═════ PROVIDED DATA

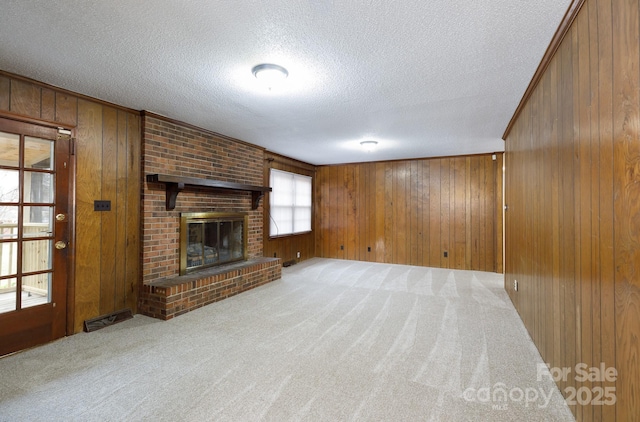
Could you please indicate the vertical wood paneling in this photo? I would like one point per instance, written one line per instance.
(626, 191)
(604, 151)
(25, 98)
(587, 180)
(48, 105)
(66, 109)
(5, 93)
(107, 252)
(435, 246)
(108, 220)
(132, 209)
(119, 207)
(406, 216)
(88, 222)
(425, 216)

══════════

Reproduce every record above exactly, omitting the pictures.

Could you please indicate the vertical wood paneling in this photo? I would like one point per instance, written one line per instance.
(626, 191)
(604, 151)
(25, 98)
(587, 180)
(48, 105)
(66, 109)
(5, 93)
(107, 252)
(435, 246)
(108, 220)
(132, 209)
(119, 207)
(406, 216)
(88, 222)
(425, 216)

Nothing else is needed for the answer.